> **Document excerpt**
▬▬▬▬▬▬▬▬▬▬

JMO / UK = OK ( what are the numbers)
• March 24th 2010, 04:56 AM
sa-ri-ga-ma
Quote:

Originally Posted by nazz
How many different solutions are there to this division? different letters stand for different digits and no number begins with zero.

JMO / UK = OK ( what are the numbers)

One solution.
JMO = OK*UK
K cannot be one, because K^2 = 1 = O,. repetition is not allowed.
Let K = 2. Then O = 4
So 42* U2 = JMO.
Product is three digits. U cannot be 3,neither 2. So try one
So 42*12 = 504.
Try other combination, if possible.
• March 24th 2010, 06:24 AM
Grandad
Hello nazz
Quote:

Originally Posted by nazz
How many different solutions are there to this division? different letters stand for different digits and no number begins with zero.

JMO / UK = OK ( what are the numbers)

I think the complete set of solutions is:
$\begin{array}{c c c c c}
J&M&O&U&K\\
5&0&4&1&2\\
8&9&6&1&4\\
7&4&1&3&9\\
9&3&1&4&9\\
\end{array}$
Grandad
• March 24th 2010, 07:14 AM
sa-ri-ga-ma
Quote:

Originally Posted by Grandad
Hello nazzI think the complete set of solutions is:
$\begin{array}{c c c c c}
J&M&O&U&K\\
5&0&4&1&2\\
8&9&6&1&4\\
7&4&1&3&9\\
9&3&1&4&9\\
\end{array}$
Grandad

In the last set there is a repetition which is not allowed.

▬▬▬▬▬▬▬▬▬▬

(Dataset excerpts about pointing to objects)

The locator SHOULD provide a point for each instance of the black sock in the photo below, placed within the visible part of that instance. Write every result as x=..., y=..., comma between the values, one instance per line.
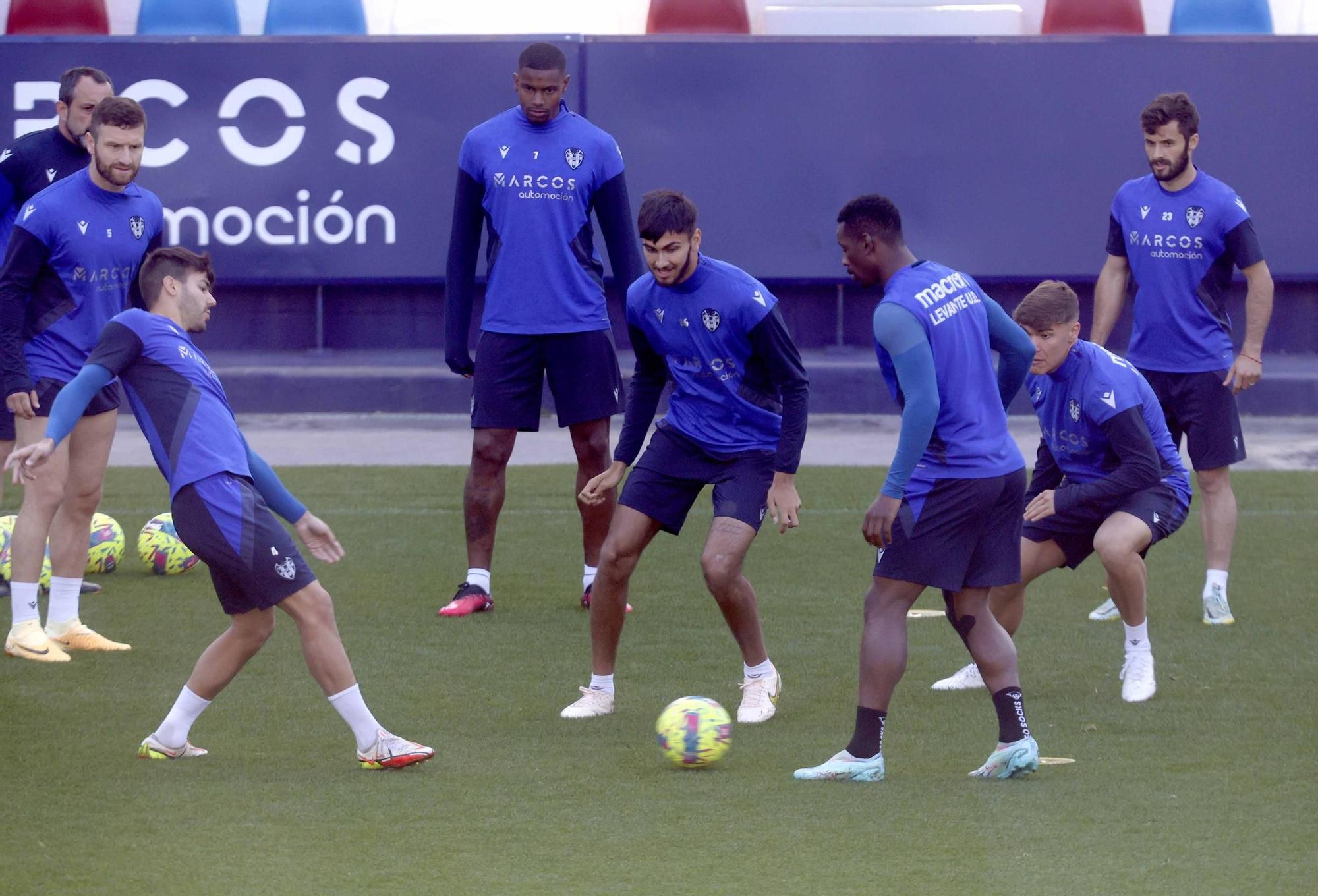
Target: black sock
x=868, y=741
x=1012, y=716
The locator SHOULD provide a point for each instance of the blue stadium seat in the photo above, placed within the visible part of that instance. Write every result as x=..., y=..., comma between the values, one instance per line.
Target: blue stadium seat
x=188, y=18
x=1221, y=18
x=316, y=18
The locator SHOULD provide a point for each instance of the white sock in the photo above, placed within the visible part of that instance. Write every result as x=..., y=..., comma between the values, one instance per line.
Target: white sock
x=355, y=714
x=64, y=602
x=173, y=731
x=1216, y=578
x=23, y=603
x=480, y=578
x=1138, y=637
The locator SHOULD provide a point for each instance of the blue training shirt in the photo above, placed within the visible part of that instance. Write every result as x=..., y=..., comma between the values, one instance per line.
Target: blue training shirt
x=971, y=438
x=72, y=266
x=1084, y=393
x=1182, y=248
x=540, y=184
x=177, y=399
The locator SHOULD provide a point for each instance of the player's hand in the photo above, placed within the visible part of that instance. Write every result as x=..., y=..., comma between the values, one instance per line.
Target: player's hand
x=24, y=462
x=1244, y=374
x=785, y=505
x=22, y=405
x=318, y=538
x=461, y=363
x=598, y=490
x=1042, y=507
x=878, y=521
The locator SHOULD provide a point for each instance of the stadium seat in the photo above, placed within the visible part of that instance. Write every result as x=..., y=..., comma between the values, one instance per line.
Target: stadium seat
x=1221, y=18
x=188, y=18
x=698, y=18
x=316, y=18
x=57, y=18
x=1093, y=18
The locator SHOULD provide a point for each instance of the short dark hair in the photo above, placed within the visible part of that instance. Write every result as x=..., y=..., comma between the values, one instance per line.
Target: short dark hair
x=1171, y=107
x=666, y=211
x=172, y=262
x=542, y=57
x=118, y=113
x=69, y=81
x=1048, y=305
x=874, y=215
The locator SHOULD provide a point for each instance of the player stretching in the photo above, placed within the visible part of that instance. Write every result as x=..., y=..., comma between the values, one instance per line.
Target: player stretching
x=736, y=421
x=1108, y=479
x=534, y=173
x=222, y=495
x=1180, y=233
x=72, y=266
x=950, y=513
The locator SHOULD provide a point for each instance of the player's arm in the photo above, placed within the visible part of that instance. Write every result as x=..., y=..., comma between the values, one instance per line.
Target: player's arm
x=1016, y=351
x=614, y=210
x=1242, y=244
x=772, y=342
x=1110, y=289
x=465, y=247
x=648, y=383
x=23, y=262
x=903, y=338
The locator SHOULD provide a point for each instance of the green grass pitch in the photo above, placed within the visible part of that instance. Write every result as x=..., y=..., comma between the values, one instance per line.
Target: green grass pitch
x=1209, y=789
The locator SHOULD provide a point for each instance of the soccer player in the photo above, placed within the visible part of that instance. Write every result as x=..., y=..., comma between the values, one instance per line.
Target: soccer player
x=1182, y=233
x=736, y=421
x=72, y=266
x=950, y=513
x=534, y=173
x=38, y=160
x=222, y=495
x=1108, y=479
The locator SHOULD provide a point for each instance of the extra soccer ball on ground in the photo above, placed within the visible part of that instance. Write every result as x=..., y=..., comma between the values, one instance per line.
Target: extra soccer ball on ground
x=161, y=549
x=694, y=732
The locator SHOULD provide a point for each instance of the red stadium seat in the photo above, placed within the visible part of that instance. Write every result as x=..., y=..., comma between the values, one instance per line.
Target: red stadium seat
x=698, y=18
x=1093, y=18
x=57, y=18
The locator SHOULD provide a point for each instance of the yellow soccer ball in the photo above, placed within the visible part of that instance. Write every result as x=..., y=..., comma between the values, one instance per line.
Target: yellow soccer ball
x=694, y=732
x=106, y=545
x=163, y=550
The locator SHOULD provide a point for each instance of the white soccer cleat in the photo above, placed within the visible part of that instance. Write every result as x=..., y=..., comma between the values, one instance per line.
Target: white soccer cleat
x=760, y=699
x=591, y=704
x=1137, y=677
x=1217, y=612
x=965, y=679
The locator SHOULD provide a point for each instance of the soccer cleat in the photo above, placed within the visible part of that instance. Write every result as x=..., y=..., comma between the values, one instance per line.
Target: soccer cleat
x=760, y=699
x=1137, y=677
x=30, y=642
x=1013, y=760
x=965, y=679
x=586, y=599
x=469, y=600
x=154, y=749
x=74, y=636
x=591, y=704
x=844, y=768
x=392, y=752
x=1216, y=609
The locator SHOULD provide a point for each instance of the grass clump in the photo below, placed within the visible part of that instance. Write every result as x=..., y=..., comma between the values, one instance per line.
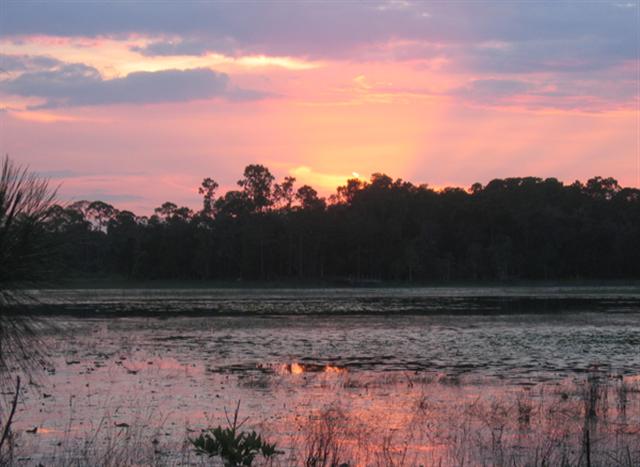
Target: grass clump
x=234, y=447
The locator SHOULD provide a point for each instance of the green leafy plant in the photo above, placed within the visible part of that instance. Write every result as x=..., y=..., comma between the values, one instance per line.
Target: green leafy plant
x=234, y=447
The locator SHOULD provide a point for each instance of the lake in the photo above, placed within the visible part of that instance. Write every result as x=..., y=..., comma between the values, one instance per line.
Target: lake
x=399, y=376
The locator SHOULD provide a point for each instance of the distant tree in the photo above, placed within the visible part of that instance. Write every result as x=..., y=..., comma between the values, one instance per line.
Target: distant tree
x=283, y=194
x=165, y=211
x=208, y=189
x=308, y=198
x=257, y=186
x=26, y=201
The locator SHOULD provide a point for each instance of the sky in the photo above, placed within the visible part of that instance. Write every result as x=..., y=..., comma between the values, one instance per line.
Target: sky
x=135, y=102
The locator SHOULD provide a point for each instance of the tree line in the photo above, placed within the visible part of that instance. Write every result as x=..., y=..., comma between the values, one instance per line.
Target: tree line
x=377, y=230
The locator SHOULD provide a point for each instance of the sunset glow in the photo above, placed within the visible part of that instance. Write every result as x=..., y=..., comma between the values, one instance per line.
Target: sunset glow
x=116, y=107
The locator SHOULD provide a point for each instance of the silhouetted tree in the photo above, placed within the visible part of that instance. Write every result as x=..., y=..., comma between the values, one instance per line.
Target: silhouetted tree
x=381, y=229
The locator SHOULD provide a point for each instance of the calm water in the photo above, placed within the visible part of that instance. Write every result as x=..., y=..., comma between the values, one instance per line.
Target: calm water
x=173, y=360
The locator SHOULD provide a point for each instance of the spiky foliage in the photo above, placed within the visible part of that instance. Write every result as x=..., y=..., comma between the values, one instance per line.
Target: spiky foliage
x=25, y=260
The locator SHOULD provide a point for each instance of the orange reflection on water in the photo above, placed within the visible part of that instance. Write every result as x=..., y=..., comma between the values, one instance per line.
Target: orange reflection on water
x=296, y=368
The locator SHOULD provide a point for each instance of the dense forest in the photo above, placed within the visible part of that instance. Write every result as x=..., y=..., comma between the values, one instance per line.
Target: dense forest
x=381, y=230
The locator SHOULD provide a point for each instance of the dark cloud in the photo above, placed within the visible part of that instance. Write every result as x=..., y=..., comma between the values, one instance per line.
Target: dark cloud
x=81, y=85
x=558, y=93
x=544, y=35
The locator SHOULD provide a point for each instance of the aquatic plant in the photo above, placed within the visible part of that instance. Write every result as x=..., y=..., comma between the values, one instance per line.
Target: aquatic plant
x=234, y=447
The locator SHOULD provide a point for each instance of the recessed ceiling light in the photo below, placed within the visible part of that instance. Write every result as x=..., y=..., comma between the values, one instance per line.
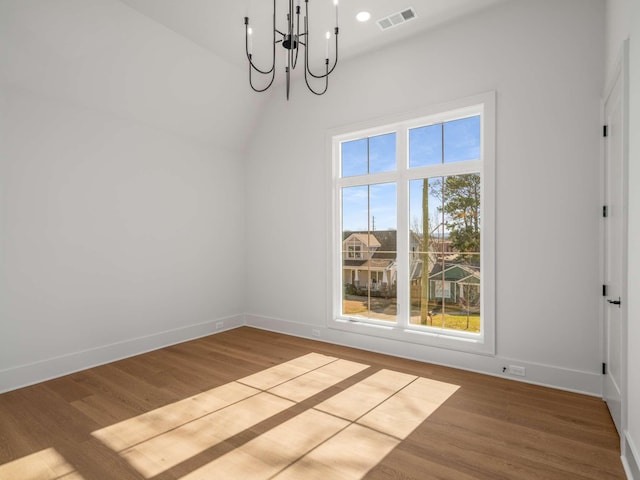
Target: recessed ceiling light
x=363, y=16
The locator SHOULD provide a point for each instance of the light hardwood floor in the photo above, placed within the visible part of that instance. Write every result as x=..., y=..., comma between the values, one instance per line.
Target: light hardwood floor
x=249, y=404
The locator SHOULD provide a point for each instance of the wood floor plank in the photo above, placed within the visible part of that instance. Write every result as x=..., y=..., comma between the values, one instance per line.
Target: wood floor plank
x=486, y=428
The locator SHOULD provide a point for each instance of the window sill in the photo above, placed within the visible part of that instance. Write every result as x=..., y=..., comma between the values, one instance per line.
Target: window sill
x=431, y=337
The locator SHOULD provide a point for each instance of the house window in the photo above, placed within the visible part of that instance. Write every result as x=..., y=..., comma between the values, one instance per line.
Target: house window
x=417, y=194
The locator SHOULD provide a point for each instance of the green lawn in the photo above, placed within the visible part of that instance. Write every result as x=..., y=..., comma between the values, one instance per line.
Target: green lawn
x=386, y=309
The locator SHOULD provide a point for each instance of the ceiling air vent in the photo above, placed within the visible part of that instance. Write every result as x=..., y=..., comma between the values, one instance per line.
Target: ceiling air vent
x=397, y=19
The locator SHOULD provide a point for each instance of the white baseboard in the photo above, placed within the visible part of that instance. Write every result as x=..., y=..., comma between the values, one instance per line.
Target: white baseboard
x=24, y=375
x=545, y=375
x=630, y=458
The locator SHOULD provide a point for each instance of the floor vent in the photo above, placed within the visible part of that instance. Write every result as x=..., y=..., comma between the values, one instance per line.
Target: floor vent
x=397, y=19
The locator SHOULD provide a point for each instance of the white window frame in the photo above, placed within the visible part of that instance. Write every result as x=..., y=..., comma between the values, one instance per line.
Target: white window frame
x=483, y=105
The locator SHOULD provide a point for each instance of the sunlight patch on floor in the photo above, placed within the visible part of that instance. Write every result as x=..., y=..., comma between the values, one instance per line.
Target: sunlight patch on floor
x=342, y=437
x=46, y=464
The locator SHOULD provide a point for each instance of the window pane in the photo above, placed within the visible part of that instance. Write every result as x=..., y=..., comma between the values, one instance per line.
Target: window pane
x=354, y=157
x=355, y=208
x=462, y=140
x=425, y=146
x=369, y=253
x=382, y=153
x=450, y=297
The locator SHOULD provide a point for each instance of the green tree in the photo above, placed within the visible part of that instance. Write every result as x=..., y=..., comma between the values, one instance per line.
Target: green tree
x=460, y=197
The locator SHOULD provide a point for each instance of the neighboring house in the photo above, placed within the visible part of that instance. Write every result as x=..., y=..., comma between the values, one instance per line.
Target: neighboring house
x=369, y=259
x=455, y=283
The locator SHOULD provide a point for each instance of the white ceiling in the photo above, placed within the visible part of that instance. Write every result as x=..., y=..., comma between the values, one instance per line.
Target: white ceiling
x=218, y=26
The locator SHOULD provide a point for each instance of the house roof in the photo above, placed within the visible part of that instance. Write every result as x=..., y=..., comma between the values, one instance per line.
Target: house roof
x=372, y=263
x=455, y=272
x=367, y=239
x=386, y=242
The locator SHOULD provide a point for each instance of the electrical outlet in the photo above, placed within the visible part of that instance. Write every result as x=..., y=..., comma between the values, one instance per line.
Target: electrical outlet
x=517, y=370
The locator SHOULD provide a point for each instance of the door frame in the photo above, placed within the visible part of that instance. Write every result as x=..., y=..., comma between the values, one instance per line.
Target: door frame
x=621, y=71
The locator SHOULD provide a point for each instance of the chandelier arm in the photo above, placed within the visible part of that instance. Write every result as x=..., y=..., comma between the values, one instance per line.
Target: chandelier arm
x=260, y=90
x=329, y=70
x=326, y=81
x=246, y=44
x=295, y=60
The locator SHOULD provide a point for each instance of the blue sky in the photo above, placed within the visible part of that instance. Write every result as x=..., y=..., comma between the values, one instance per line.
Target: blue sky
x=378, y=154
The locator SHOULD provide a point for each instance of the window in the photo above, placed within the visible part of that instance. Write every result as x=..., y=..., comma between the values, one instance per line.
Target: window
x=413, y=252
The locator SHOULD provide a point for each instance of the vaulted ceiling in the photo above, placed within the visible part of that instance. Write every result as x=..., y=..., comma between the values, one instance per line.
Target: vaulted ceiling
x=179, y=65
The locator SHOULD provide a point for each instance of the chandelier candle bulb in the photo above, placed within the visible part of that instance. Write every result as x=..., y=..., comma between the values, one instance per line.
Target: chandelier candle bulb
x=328, y=36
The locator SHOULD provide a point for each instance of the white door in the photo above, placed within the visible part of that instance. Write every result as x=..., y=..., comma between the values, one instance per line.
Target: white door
x=615, y=225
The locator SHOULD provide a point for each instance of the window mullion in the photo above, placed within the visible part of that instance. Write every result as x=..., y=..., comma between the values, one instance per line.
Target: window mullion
x=402, y=257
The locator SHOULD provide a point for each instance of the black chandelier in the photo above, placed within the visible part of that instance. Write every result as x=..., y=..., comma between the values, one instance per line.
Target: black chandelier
x=291, y=40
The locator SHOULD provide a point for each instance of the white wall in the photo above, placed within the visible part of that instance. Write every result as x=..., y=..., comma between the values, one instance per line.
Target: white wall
x=549, y=82
x=633, y=380
x=121, y=187
x=623, y=21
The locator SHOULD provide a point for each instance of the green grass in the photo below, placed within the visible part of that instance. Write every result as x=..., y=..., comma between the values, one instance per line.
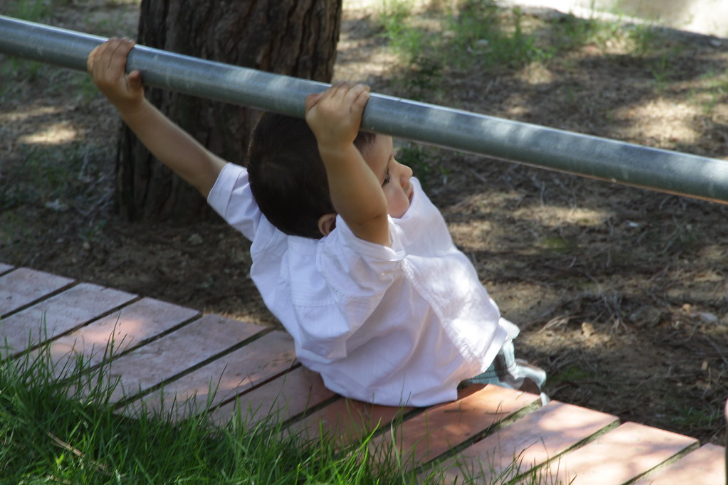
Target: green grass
x=441, y=39
x=64, y=430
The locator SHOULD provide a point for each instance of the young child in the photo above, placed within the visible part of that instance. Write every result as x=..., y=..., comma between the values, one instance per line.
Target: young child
x=348, y=252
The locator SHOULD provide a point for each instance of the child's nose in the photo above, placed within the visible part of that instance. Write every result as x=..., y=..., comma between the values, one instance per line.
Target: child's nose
x=406, y=174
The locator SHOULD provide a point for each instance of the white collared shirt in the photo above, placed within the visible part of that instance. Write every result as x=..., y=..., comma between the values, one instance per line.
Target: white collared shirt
x=393, y=325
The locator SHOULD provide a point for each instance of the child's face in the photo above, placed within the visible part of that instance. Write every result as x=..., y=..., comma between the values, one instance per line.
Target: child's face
x=394, y=177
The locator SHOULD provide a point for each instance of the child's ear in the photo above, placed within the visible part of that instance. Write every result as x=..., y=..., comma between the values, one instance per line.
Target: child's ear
x=327, y=223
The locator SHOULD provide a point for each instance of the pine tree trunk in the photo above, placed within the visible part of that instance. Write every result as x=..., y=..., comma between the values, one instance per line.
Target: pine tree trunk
x=291, y=37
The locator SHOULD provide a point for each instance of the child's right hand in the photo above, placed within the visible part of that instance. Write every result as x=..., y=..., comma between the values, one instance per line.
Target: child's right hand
x=334, y=116
x=107, y=64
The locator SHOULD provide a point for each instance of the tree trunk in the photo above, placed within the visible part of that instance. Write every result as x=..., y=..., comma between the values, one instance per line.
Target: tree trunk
x=291, y=37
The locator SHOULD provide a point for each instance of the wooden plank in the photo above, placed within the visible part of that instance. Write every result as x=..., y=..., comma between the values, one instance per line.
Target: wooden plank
x=531, y=441
x=443, y=427
x=705, y=466
x=118, y=332
x=24, y=286
x=226, y=377
x=346, y=421
x=283, y=398
x=58, y=315
x=173, y=354
x=618, y=456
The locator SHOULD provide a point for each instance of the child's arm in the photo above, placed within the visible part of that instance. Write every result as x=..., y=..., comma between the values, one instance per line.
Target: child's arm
x=165, y=140
x=334, y=117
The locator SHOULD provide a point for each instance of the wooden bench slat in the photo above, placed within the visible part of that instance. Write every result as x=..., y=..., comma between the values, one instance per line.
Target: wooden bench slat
x=531, y=441
x=25, y=286
x=618, y=456
x=704, y=466
x=440, y=428
x=173, y=354
x=285, y=397
x=227, y=377
x=346, y=421
x=128, y=328
x=58, y=315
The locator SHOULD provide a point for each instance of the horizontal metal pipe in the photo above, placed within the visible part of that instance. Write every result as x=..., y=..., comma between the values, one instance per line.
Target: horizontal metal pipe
x=574, y=153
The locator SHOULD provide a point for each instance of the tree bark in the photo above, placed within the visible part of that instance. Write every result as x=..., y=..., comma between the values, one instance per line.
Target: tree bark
x=291, y=37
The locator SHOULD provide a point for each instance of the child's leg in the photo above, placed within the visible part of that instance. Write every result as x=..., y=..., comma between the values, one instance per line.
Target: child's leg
x=507, y=371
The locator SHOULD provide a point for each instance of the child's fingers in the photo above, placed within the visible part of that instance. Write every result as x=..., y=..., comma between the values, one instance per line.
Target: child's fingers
x=312, y=100
x=135, y=80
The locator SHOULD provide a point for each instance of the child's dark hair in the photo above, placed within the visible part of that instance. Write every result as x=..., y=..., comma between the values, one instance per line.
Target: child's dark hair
x=287, y=176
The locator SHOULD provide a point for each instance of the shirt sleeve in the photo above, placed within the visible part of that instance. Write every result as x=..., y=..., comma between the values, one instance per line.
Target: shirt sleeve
x=232, y=199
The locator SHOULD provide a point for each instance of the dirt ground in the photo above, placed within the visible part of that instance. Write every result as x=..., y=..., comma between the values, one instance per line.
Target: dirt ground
x=621, y=293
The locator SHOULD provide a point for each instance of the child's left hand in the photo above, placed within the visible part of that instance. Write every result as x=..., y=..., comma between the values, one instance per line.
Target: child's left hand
x=334, y=116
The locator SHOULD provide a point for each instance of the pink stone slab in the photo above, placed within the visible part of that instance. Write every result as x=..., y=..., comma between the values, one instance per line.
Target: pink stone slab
x=618, y=456
x=285, y=397
x=532, y=440
x=173, y=354
x=25, y=286
x=443, y=427
x=222, y=379
x=59, y=314
x=705, y=466
x=124, y=329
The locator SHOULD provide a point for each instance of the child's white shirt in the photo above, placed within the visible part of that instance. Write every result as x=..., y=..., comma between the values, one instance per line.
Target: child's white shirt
x=398, y=325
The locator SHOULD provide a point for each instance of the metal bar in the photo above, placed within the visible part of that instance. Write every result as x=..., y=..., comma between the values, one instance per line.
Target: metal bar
x=584, y=155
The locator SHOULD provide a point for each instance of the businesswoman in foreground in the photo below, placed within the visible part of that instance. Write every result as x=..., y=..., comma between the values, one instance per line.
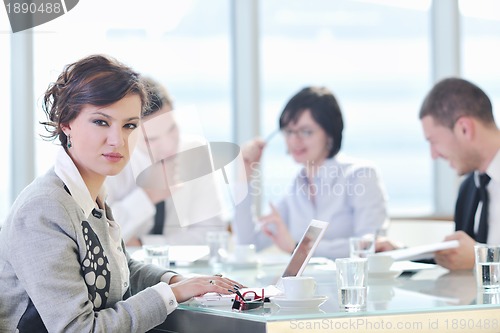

▬▬▬▬▬▬▬▬▬▬

> **What you are asked to do**
In the forum thread, list every row of digits in the table Grandad posted, giving the values of J, M, O, U and K for each row. The items are unrelated to the forum thread and are not needed for anything here.

> **Exercise answer**
J=5, M=0, O=4, U=1, K=2
J=8, M=9, O=6, U=1, K=4
J=7, M=4, O=1, U=3, K=9
J=9, M=3, O=1, U=4, K=9